- PROBLEM DETAILS:
In the data below, find the line containing "task | mark one point on each instance of the yellow"; reproduce that line and all subsequent lines exactly, and nothing else.

── SUPPLIED DATA ──

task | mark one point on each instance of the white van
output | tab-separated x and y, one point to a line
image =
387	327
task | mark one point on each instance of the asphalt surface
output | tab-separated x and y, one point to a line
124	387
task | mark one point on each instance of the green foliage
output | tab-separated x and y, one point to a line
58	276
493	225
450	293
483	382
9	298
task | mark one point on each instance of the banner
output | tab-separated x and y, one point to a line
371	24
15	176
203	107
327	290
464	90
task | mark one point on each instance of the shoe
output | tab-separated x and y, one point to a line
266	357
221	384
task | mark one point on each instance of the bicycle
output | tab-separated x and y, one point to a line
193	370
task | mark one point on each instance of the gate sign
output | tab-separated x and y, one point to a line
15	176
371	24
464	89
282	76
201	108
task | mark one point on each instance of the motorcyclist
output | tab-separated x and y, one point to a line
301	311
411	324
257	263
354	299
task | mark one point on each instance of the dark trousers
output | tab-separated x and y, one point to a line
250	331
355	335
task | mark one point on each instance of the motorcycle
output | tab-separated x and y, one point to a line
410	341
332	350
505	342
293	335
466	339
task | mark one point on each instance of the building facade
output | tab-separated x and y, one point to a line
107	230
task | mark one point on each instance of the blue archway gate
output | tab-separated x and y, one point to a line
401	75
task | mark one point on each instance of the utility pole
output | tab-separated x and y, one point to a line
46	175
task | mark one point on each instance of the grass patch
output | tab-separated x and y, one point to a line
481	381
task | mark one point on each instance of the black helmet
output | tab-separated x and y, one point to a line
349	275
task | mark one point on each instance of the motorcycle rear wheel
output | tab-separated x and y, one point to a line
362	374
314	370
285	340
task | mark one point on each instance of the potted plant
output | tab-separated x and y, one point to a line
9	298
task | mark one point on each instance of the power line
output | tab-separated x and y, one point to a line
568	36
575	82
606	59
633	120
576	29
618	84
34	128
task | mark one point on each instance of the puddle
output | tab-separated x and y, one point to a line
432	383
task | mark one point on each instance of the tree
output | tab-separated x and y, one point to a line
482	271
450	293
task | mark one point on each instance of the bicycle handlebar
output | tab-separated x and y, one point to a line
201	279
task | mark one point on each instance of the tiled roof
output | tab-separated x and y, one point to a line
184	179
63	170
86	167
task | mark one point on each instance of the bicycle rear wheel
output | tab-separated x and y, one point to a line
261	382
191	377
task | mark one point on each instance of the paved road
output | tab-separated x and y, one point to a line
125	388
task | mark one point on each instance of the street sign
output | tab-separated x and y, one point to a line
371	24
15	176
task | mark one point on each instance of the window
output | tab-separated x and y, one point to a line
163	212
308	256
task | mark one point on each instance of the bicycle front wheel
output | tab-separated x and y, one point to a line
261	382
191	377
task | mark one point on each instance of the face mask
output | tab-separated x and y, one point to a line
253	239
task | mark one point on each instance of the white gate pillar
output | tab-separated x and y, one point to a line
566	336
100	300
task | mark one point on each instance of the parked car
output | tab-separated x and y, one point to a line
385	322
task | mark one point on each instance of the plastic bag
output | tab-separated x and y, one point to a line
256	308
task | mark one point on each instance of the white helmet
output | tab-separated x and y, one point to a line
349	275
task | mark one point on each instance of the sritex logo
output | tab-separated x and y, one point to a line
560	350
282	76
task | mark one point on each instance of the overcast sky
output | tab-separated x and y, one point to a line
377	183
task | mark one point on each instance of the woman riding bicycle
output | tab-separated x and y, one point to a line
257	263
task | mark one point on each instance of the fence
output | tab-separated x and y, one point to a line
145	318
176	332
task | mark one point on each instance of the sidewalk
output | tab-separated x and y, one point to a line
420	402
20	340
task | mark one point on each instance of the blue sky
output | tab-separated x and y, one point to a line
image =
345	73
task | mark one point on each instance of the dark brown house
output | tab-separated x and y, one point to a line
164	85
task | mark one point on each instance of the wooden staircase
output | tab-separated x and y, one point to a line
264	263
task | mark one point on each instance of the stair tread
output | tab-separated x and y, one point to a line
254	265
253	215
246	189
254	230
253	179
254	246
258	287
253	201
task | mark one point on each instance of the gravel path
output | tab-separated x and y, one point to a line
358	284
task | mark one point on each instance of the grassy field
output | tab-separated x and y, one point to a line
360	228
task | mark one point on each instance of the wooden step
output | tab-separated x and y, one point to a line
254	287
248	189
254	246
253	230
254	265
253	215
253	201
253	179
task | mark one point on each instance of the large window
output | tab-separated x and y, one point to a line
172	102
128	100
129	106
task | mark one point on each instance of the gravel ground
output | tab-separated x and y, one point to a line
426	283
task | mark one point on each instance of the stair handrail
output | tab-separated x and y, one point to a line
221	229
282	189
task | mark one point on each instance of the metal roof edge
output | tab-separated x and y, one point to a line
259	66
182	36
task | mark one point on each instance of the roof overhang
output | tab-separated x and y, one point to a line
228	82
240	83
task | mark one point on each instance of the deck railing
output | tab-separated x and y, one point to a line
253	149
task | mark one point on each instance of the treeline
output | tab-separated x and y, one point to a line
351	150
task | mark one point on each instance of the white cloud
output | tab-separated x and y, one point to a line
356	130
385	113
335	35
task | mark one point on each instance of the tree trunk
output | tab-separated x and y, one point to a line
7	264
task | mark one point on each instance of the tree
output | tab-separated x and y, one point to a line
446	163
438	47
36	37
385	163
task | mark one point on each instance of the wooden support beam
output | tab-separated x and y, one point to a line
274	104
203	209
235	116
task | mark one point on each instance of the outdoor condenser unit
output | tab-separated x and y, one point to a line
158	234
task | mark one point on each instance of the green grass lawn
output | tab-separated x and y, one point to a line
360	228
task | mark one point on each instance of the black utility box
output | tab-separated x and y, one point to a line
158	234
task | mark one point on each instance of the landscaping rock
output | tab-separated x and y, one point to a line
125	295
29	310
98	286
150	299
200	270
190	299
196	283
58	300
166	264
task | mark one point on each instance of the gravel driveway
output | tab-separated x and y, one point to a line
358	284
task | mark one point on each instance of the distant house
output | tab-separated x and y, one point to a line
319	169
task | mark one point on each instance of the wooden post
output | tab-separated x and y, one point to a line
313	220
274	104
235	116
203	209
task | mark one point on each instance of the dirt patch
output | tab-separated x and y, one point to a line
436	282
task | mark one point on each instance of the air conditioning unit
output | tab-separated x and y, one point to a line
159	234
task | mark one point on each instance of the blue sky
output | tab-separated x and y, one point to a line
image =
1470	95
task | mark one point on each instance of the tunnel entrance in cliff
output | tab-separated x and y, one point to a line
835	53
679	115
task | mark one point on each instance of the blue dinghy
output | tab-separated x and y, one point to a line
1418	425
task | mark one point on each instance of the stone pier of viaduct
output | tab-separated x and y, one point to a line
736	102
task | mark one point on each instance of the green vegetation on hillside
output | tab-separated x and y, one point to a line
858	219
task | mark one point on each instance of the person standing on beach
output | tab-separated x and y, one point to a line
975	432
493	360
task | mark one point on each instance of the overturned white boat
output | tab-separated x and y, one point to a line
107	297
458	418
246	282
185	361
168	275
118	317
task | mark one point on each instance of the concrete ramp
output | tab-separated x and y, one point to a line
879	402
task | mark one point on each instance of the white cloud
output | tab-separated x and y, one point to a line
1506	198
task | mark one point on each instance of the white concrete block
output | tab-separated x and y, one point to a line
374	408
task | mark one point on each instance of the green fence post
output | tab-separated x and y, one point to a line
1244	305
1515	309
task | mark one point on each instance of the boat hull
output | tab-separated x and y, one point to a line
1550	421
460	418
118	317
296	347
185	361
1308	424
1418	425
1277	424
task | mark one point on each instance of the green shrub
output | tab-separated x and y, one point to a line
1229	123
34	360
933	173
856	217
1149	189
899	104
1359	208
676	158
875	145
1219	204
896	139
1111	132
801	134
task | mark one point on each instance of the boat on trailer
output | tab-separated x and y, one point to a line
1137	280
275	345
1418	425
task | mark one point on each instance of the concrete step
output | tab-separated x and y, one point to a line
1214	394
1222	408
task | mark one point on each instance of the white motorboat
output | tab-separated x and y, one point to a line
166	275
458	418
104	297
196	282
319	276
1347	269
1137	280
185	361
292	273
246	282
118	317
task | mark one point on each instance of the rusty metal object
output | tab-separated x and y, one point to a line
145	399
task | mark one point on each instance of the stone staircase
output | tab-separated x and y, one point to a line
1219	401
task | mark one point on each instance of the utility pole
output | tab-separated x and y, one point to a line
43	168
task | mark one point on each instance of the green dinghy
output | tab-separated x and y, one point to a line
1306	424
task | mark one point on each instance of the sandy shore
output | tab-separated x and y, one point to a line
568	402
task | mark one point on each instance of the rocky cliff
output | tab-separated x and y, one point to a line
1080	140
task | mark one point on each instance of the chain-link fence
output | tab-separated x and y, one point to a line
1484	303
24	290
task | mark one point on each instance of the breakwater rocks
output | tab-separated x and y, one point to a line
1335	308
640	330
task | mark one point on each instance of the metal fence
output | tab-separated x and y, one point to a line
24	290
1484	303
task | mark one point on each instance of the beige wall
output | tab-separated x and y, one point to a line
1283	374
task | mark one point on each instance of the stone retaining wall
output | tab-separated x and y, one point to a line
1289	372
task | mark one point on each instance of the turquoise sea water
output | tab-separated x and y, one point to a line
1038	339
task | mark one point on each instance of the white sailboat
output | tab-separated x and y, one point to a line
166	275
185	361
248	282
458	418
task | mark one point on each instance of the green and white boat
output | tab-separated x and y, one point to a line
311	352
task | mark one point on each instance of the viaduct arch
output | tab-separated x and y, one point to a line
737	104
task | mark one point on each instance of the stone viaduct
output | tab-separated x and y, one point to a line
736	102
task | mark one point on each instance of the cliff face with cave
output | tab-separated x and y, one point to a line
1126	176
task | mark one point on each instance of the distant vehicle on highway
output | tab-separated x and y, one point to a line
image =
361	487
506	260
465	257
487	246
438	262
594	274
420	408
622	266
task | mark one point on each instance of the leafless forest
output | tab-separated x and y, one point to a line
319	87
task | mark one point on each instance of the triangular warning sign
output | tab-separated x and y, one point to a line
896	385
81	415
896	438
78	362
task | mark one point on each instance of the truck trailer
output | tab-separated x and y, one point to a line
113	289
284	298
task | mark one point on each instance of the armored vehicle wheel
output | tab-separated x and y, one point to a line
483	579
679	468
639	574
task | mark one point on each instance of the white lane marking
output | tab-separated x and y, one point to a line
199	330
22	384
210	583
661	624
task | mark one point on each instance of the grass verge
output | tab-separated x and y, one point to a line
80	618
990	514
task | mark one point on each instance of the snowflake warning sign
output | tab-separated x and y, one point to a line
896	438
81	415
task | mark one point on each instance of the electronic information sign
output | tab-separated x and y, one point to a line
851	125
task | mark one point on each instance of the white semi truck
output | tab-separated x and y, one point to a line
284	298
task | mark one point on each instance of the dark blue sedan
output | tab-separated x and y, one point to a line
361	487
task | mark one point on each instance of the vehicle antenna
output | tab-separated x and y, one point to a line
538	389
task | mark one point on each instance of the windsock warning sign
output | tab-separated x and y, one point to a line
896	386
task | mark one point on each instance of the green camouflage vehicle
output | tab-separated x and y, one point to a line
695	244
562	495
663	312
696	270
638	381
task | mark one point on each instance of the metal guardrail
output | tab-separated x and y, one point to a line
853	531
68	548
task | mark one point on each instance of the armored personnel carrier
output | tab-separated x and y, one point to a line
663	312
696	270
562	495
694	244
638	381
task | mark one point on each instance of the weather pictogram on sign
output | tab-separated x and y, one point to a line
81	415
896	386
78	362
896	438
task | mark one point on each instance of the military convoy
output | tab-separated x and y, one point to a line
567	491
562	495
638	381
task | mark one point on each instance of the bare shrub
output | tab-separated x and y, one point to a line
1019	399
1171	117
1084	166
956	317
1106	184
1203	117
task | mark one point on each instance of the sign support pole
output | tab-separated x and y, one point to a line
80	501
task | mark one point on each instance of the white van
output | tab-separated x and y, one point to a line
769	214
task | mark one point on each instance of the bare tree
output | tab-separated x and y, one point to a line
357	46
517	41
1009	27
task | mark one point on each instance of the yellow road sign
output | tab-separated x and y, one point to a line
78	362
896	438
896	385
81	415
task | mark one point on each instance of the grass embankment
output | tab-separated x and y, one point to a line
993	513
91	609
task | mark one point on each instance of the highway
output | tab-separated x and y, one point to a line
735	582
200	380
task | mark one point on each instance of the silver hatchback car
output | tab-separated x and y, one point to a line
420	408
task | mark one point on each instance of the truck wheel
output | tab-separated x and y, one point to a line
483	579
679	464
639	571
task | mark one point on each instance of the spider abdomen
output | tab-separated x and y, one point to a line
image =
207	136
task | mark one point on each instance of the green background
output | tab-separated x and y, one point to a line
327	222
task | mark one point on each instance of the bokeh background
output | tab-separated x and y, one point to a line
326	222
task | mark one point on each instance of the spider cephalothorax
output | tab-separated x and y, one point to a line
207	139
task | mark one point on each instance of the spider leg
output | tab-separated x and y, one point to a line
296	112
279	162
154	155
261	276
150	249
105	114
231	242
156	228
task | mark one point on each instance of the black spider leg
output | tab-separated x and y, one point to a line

───

- RESPONSE:
task | mark one point on each instance of the yellow road sign
output | tab-separated x and y, one point to a line
78	362
896	438
896	385
81	415
task | mark one point on each instance of the grass embankment
output | tab-separated x and y, one point to a line
993	513
91	609
task | mark one point on each instance of the highway
output | tab-separated x and y, one point to a line
735	582
200	380
task | mark one point on each instance of the silver hatchback car
output | tab-separated x and y, one point to a line
420	408
task | mark one point on each instance of the truck wheel
output | tab-separated x and y, one point to a line
483	579
679	464
639	571
task | mark one point on each instance of the spider abdomen
output | tab-separated x and y, one point to a line
image =
207	136
task | mark one point on each instance of the green background
output | tab-separated x and y, one point to a line
327	222
task | mark one point on each instance of the bokeh background
output | tab-separated x and y, one point to a line
326	222
task | mark one point on each instance of the spider cephalothorax
output | tab-separated x and y, one point to a line
207	139
task | mark one point on each instance of the spider leg
output | tab-separated x and y, one point to a line
296	112
279	162
154	155
261	276
150	249
105	114
231	242
156	228
task | mark one point on each instance of the black spider leg
output | tab-separated x and y, one point to a line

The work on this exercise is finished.